Friday, July 6, 2012

'Katy Perry: Part of Me' Review

"Thank you so much for believing in my weirdness."

She spells it out herself with that quote. People may think she is inappropriate and dresses in different clothing, and while she may at times; she isn't what those people would call a "prostitute." Kathryn Hudson is exactly what she says she is: "Weird," or at least her stage name, Katy Perry is. In all honesty, I like her and at sometimes I have said I adore her. Not because I think she is a sex symbol, but because of her work ethic. She is incredibly hard working and completely devoted to her fans, because she knows what pleases crowds. She does what is smart: Not putting her fame on her new celebrity friends, but on her fans. She pulls people that are dressed up on stage, she has special meetings with people backstage, and she is just a sweet and kind person who made it for herself when people in her life might have shunned her forever. The film focuses on her largest tour so far and shows how fun it is.

**PROBLEMS:**
• 1. In the film review, what is Katy Perry's real name?
• 2. Continue the Katy Perry film review from its final sentence.
The records below this point come from a separate source.

**DATA LISTING:**
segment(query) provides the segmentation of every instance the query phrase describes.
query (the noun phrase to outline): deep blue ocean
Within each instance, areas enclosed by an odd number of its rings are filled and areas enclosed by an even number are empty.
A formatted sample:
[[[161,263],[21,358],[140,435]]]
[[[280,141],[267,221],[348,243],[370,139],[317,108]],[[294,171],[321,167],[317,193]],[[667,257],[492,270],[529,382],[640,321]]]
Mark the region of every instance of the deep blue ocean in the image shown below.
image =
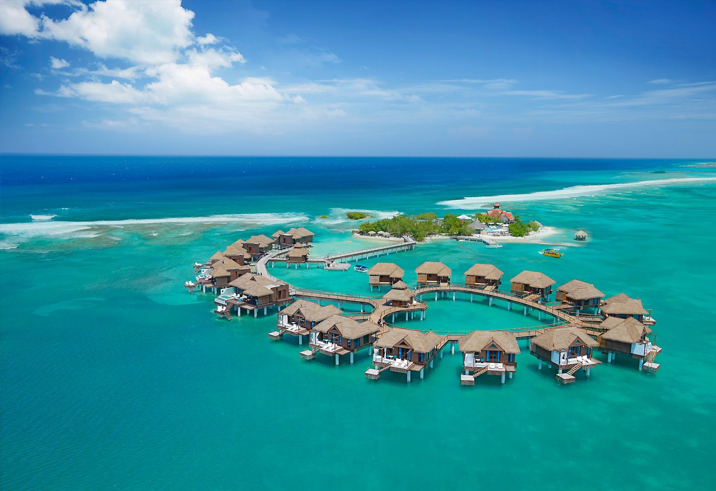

**ANSWERS:**
• 1. Kathryn Hudson

• 2.
Katy grew up in a Pentecostal Christianity household; her mother and father both being pastors. They couldn't watch: The Smurfs, Alice in Wonderland, Wizard of Oz, eat Lucky Charms or listen to Michael Jackson. The film almost lingers into psychotic territory, but stays clear and mainly points to strict parents. Here, you feel for her and almost can't imagine how a sweet, innocent, church girl became the biggest pop star of this generation. Well as Katy puts it, she felt she had no independent spirit. After singing in church choirs and a man boosted her self-esteem saying: "You're going to be a singer," she finally got a gospel record at the age of 15. After it being what they say a "failure," Katy turned 18 and packed her bags to go to Los Angeles, California. Where she can, for the first time in her life, experience everything she had ever wanted and she does. After 5 years of looking, she finally got another record label and it dropped her. After having enough, she walks up to record producer, Glen Ballard's house and sang him a song. He loved it and signed her.

She went on to work with "The Matrix" who had worked with Brittany Spears and Avril Lavigne. Everyone was telling her to be who she wasn't. "Be like Kelly Clarkson," they said, but she just wanted to be Katy Perry. Not doing anything with her, the record company wouldn't drop her; believing she would go somewhere else and be a star. She had no money; her car was pounded twice and had called up her 16 year old brother for money. Unfortunately, everyone was crushing her goals and ego. Finally, the company gave her 3 songs to choose from, she picked what would be her first #1 single, "I Kissed a Girl." Then it hit. She broke the record not even The Beatles could which was, having 5 #1 singles on one album. She became a star after that, working ever since, and falling in love with comedian actor, Russell Brand and recently divorcing him. She goes through so much in an almost 2 hour film, and it does well to show you enough to fall in love with her.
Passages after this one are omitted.